Brief: Using the data below, repeat all of it precisely.

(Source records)
>>>
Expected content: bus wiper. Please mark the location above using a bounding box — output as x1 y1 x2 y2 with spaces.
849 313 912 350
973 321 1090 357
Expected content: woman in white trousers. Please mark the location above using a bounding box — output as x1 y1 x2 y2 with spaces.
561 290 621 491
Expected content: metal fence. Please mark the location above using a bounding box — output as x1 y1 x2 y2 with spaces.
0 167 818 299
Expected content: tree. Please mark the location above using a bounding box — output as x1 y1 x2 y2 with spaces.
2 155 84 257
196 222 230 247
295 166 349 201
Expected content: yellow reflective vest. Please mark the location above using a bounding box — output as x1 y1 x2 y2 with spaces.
<<<
Reply to the exercise:
Expected content: bus wiper. Please mark the location above using a bounding box — output as x1 y1 x2 y2 with spaces.
849 313 912 350
973 321 1090 357
Expected content: woman in white trousers. Please mark the location above using a bounding box — output as x1 y1 x2 y2 with spaces.
561 290 621 491
Expected content: metal fence. Please mark the location above using a bounding box — output as x1 y1 x2 y2 with spaces.
0 167 818 299
Expected content: tree. Please mark the location above using a bounding box — output as x1 y1 x2 y2 with spaces.
2 155 84 257
196 222 230 247
295 166 349 201
Expected content: yellow reflective vest. Please mark the location above using a bounding box — output as x1 y1 x2 y2 with spaces.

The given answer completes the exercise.